→ DOCUMENT TEXT
* * *
EVERYDAY IN THE WORD!
THURSDAY OCTOBER 05, 2023.
SUBJECT : THE SIN OF IDOLATRY!
Memory verse: "Then Jesus looked around and said to His disciples, “How hard it is for those who have riches to enter the kingdom of God!” (Mark 10 vs 23.)
READ: Job 31 vs 24 - 28:
31:24: If I have made gold my hope, or have said to the fine gold, Thou art my confidence;
31:25: If I rejoiced because my wealth was great, and because mine hand had gotten much;
31:26: If I beheld the sun when it shined, or the moon walking in brightness;
31:27: And my heart hath been secretly enticed, or my mouth has kissed my hand:
31:28: This also were an iniquity to be punished by the judge: for I should have denied the God that is above.
INTIMATION:
Idolatry is the worship of idols, images, or anything which is not God; the worship of false gods. It is the excessive admiration or adoration or veneration for anything—someone or something. It’s someone or something which is highly revered, and becomes a deity other than God. Such deity or thing is known as an idol.
An idol, therefore, in the context of our discussion, is that on which affections are strongly (often excessively) set; an object of passionate devotion, a person or thing greatly loved and adored. It is primarily an idea, fancy, or an image that represents a false God. It’s anything that substitutes for the true faith, anything that denies Christ’s full deity and humanity, and any loyalty that replaces God at the center of one’s life. It is also any human idea that claims to be more authoritative than the Bible,
The corresponding Hebrew word for idol denotes vanity (things of nought). The apostle Paul called it, “nothing in the world” (First Corinthians 8 vs 4). And an idolater is one who adores or idolizes someone or something, and is a slave to the depraved ideas his idols represent. Idolatry is sin against God because it denies the supremacy of God and is a direct violation of the first and second of the Ten Commandments of God (Exodus 20 vs 2 - 3). It’s a sin of the mind against God that denotes lack of acknowledgement of God and of gratitude to Him. Many things can take God’s place in our lives. And such things becomes idols in our lives.
Idolatry begins when people reject what they know about God. Instead of looking to Him as the Creator and Sustainer of life, they see themselves as the center of the universe. They soon invent “gods” that are convenient projections of their own selfish ideas. These gods may be wooden figures, or they may also be goals or things we pursue, such as money, power, or possessions. They may even be misrepresentations of God Himself—making God in our own image, instead of the reverse. The common denominator here is that idolaters worship things God made rather than God Himself.
When God is not first in your life, you are an idolater. Something then must be first in your life. Now, check yourself; is there anything you feel you can’t live without? Is there any priority greater than God? Do you have a dream you would sacrifice everything to realize? After haven checked yourself, do you worship God or idols of your own making?
Idolatry is making anything more important than God, and our lives are full of such temptation. Money, looks, success, reputation, security—these are today’s idols. Many “gods” entice us to turn away from God. Material possessions, dreams for the future, approval of others, emotional reactions, and vocational goals compete for our total commitment. Striving after these at the expense of our commitment to God puts our heart on created idols which is sin. They put away worshiping the Creator in order to worship the creation.
* * *
[Entries pointing to labeled objects]
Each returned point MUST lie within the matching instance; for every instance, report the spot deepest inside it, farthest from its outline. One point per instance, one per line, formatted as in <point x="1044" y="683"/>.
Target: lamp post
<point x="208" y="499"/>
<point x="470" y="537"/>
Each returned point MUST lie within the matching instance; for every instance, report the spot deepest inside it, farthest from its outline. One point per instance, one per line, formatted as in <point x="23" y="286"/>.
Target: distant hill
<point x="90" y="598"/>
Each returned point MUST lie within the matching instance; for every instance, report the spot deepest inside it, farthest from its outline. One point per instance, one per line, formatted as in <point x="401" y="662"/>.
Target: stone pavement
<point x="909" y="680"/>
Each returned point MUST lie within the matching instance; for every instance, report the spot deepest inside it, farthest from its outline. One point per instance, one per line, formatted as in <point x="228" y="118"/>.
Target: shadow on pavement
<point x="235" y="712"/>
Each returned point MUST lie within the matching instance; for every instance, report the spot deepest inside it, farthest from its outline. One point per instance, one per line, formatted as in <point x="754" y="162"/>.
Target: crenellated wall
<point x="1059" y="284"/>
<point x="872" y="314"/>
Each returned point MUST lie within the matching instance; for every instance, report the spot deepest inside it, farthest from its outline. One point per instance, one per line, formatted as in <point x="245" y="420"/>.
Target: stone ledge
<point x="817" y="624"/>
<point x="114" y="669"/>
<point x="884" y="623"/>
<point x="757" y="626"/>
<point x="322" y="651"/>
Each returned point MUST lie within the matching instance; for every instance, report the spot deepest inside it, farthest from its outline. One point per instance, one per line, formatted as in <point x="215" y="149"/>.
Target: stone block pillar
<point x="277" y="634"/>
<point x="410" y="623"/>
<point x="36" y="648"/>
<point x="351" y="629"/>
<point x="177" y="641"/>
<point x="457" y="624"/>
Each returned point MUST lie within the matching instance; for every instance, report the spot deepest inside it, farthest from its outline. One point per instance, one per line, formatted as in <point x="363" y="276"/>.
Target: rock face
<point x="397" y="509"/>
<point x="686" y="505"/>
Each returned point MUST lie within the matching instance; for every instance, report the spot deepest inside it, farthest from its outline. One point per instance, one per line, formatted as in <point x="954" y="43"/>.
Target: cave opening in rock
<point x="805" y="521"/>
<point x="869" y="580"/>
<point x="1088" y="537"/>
* * *
→ WRITTEN PROBLEM
Name every item that the devotional on idolatry lists in the sentence ending "these are today's idols." The data above are independent material and have no connection to the devotional on idolatry.

→ THE OUTPUT
Money, looks, success, reputation, security